Source excerpt:
-- begin --
2015 Notre Dame Football Schedule Breakdown – Part II

Notre Dame Fighting Irish running back Tarean Folston (25) is congratulated by teammates after scoring a touchdown against the Northwestern Wildcats at Notre Dame Stadium. Mandatory Credit: Brian Spurlock-USA TODAY Sports
Notre Dame Fighting Irish running back Tarean Folston (25) is congratulated by teammates after scoring a touchdown against the Northwestern Wildcats at Notre Dame Stadium. Mandatory Credit: Brian Spurlock-USA TODAY Sports

UHND begins the second installment of its three-part series predicting Notre Dame’s season. Last week Notre Dame’s first four games were previewed, with the Fighting Irish exiting the month of September with a 3-1 record after victories over Texas, Virginia and Massachusetts, as well as a difficult defeat at the hands of Georgia Tech.

How will Notre Dame fare with the meat of its schedule in October?

Notre Dame at Clemson

Notre Dame’s trip to Death Valley has been one of the most hyped matchups since the announcement of the affiliation with the Atlantic Coast Conference. The Fighting Irish and Clemson Tigers have only met twice, and Notre Dame’s sole trip to Clemson took place nearly 40 years ago. The trek will be a tough reunion, as head coach Dabo Swinney has led the Tigers to four straight 10-win seasons

Quarterback Deshaun Watson’s injury-plagued 2014 campaign – a season where he missed five games due to a broken finger before eventually tearing his ACL – is in the rearview mirror and all indicators point to stardom this season. When Watson was able to play last fall he was a difference maker, and his cast of skill players has returned. Running back Wayne Gallman will be looking to top 1,000 yards rushing this season, and wide receivers Mike Williams and Artavis Scott combined for 133 receptions and 1,995 yards – as well as 14 touchdowns – in 2014.

The Clemson offense won’t be without significant losses, however. Offensive coordinator Chad Morris has moved on to be the head coach at SMU, and some have regarded Morris as the true genius behind Clemson’s success. Morris was the offensive coordinator of the Tulsa squad that stunned Notre Dame in 2010, and Swinney had never cracked a 10-win season prior to Morris’ arrival. Clemson will also be forced to start a true freshman at left tackle and replace both guard positions, creating high turnover along the offensive line.

Defensively, Clemson fielded one of the nation’s best defenses in 2014, surrendering a paltry 16 points per contest, which was No. 3 in the nation. Unfortunately for Clemson fans, nearly all of that immense talent departed this offseason – including two linebackers taken in the first round of the NFL Draft in Vic Beasley and Stephone Anthony – although the Tigers return nearly all members from last season’s top five secondary.


Clemson is 19-1 at home over the past three seasons and their last loss was at the hands of South Carolina in 2012. Clemson, however, is the most vulnerable it has been in many years with the departure of Chad Morris, the loss of an extreme amount of defensive talent and the replacement of three starters on the offensive line.
-- end --
Given material:
-- begin --
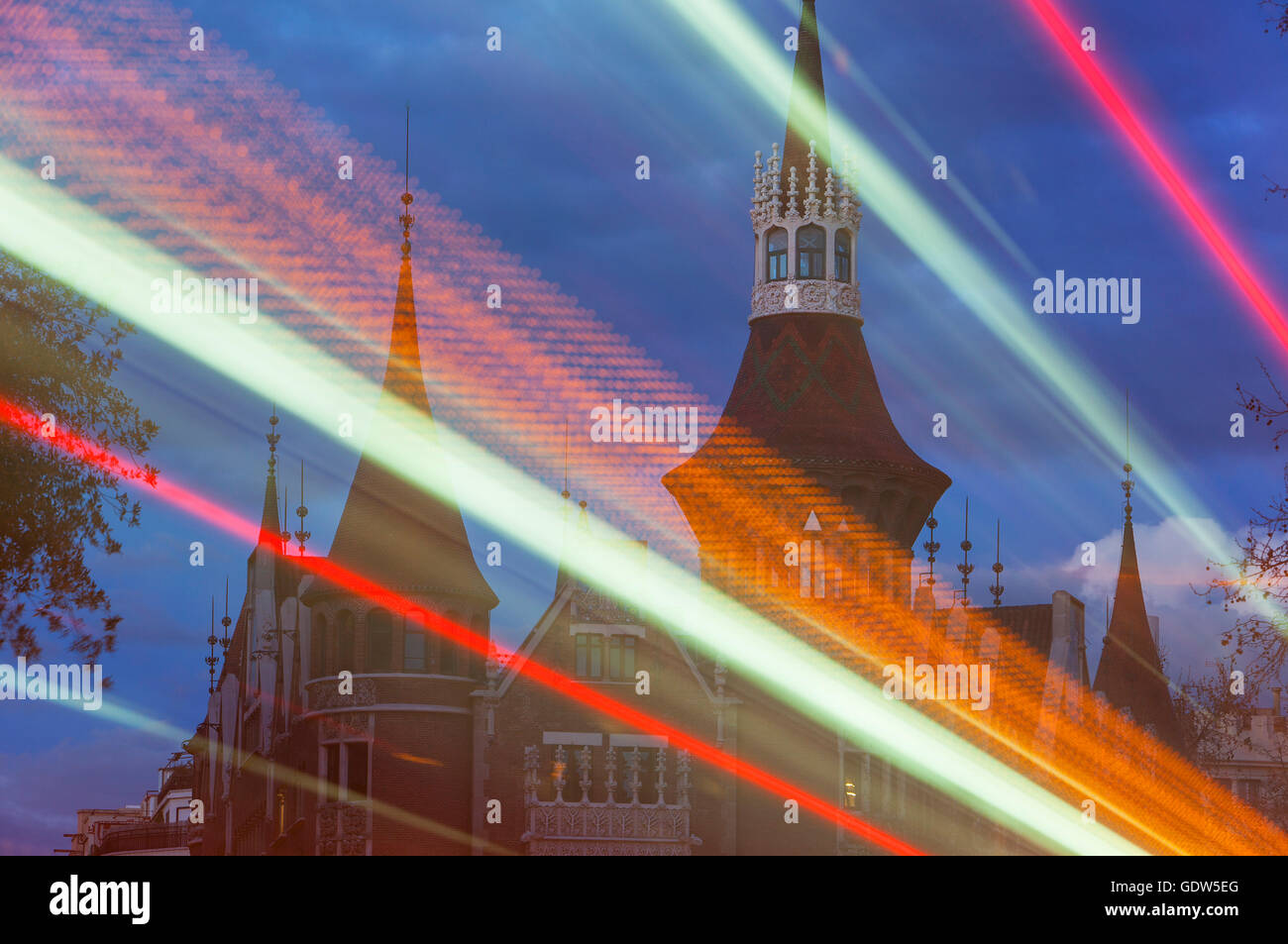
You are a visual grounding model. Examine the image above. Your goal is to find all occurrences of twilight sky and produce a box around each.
-- end --
Exercise instructions:
1 – List every Clemson player named in the Notre Dame schedule preview.
2 – Repeat word for word the passage of the Notre Dame schedule preview between "2015 Notre Dame" and "schedule in October?", inclusive.
The material has no connection to the Notre Dame schedule preview.

Task-by-task solutions:
1 – Deshaun Watson, Wayne Gallman, Mike Williams, Artavis Scott, Vic Beasley, Stephone Anthony

2 –
2015 Notre Dame Football Schedule Breakdown – Part II

Notre Dame Fighting Irish running back Tarean Folston (25) is congratulated by teammates after scoring a touchdown against the Northwestern Wildcats at Notre Dame Stadium. Mandatory Credit: Brian Spurlock-USA TODAY Sports
Notre Dame Fighting Irish running back Tarean Folston (25) is congratulated by teammates after scoring a touchdown against the Northwestern Wildcats at Notre Dame Stadium. Mandatory Credit: Brian Spurlock-USA TODAY Sports

UHND begins the second installment of its three-part series predicting Notre Dame’s season. Last week Notre Dame’s first four games were previewed, with the Fighting Irish exiting the month of September with a 3-1 record after victories over Texas, Virginia and Massachusetts, as well as a difficult defeat at the hands of Georgia Tech.

How will Notre Dame fare with the meat of its schedule in October?